*SOURCE PASSAGE:*

A Piece of the Pie

Two World Record Cherry Pie Tins In Northern Michigan Belie a Sad Truth: the Record Is Held In Canada

One reason Oliver, British Columbia has held the Guinness World Record for the largest cherry pie for 25 years is that baking a pie big enough to break this record might cost hundreds of thousands of dollars.

The tin used to bake a one-time world record pie sits proudly on the southern edge of Traverse City, just as the tin used to bake Charlevoix’s record-setting pie sits at its border, but these records are no more. Trevor Tkach, executive director of the National Cherry Festival, said there’s been talk about taking the record back, but there are big obstacles and no concrete plans.

A CURIOUS FIRST

Charlevoix holds the first record for largest cherry pie, one that dates back to May 15, 1976. However, while there are many cherry orchards around Traverse City, this isn’t the case around Charlevoix.

“We have very, very few, if any, cherry orchards up here,” said David Miles, director of the Charlevoix Area Historical Society.

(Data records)
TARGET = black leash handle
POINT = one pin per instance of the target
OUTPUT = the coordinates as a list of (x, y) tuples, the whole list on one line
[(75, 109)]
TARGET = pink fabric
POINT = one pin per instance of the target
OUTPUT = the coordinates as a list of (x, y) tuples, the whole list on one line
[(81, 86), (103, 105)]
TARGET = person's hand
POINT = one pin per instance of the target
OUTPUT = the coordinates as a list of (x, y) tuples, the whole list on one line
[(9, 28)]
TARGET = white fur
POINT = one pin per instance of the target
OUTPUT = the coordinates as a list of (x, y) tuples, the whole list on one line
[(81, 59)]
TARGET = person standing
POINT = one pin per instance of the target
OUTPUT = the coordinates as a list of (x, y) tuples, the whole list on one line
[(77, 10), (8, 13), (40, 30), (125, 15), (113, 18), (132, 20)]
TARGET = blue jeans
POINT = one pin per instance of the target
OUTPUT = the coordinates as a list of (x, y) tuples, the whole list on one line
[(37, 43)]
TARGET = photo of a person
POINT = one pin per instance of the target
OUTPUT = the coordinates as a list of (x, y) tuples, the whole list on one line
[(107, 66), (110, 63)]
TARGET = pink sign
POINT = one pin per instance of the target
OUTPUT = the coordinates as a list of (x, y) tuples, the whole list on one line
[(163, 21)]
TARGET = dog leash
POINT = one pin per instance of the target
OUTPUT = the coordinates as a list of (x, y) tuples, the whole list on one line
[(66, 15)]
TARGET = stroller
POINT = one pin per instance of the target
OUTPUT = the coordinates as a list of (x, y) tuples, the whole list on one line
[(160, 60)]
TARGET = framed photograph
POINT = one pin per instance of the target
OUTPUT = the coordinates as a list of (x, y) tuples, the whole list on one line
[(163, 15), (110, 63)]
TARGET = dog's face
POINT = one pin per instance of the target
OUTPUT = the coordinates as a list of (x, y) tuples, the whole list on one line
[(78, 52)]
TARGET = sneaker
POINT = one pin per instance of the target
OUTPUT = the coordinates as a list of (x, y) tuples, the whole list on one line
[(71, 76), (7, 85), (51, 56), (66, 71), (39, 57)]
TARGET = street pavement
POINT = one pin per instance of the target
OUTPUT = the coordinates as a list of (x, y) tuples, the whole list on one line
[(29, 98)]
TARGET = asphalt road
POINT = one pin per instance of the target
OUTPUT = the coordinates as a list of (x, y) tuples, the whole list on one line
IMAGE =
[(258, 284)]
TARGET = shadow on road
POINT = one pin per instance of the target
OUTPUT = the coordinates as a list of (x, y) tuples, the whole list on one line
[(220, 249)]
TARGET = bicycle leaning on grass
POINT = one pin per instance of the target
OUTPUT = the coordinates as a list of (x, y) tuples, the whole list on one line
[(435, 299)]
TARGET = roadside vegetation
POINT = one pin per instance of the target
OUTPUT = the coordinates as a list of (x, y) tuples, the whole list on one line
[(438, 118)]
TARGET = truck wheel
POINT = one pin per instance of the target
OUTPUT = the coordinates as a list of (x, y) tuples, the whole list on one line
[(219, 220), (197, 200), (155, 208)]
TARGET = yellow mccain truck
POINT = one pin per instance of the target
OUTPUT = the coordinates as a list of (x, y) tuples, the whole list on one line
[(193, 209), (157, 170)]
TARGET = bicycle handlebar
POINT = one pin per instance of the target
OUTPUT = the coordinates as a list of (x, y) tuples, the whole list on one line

*EXERCISE PROMPT:* Reproduce the cherry pie record article word for word, from its title to its final line.

*EXPECTED ANSWER:*
A Piece of the Pie

Two World Record Cherry Pie Tins In Northern Michigan Belie a Sad Truth: the Record Is Held In Canada

One reason Oliver, British Columbia has held the Guinness World Record for the largest cherry pie for 25 years is that baking a pie big enough to break this record might cost hundreds of thousands of dollars.

The tin used to bake a one-time world record pie sits proudly on the southern edge of Traverse City, just as the tin used to bake Charlevoix’s record-setting pie sits at its border, but these records are no more. Trevor Tkach, executive director of the National Cherry Festival, said there’s been talk about taking the record back, but there are big obstacles and no concrete plans.

A CURIOUS FIRST

Charlevoix holds the first record for largest cherry pie, one that dates back to May 15, 1976. However, while there are many cherry orchards around Traverse City, this isn’t the case around Charlevoix.

“We have very, very few, if any, cherry orchards up here,” said David Miles, director of the Charlevoix Area Historical Society.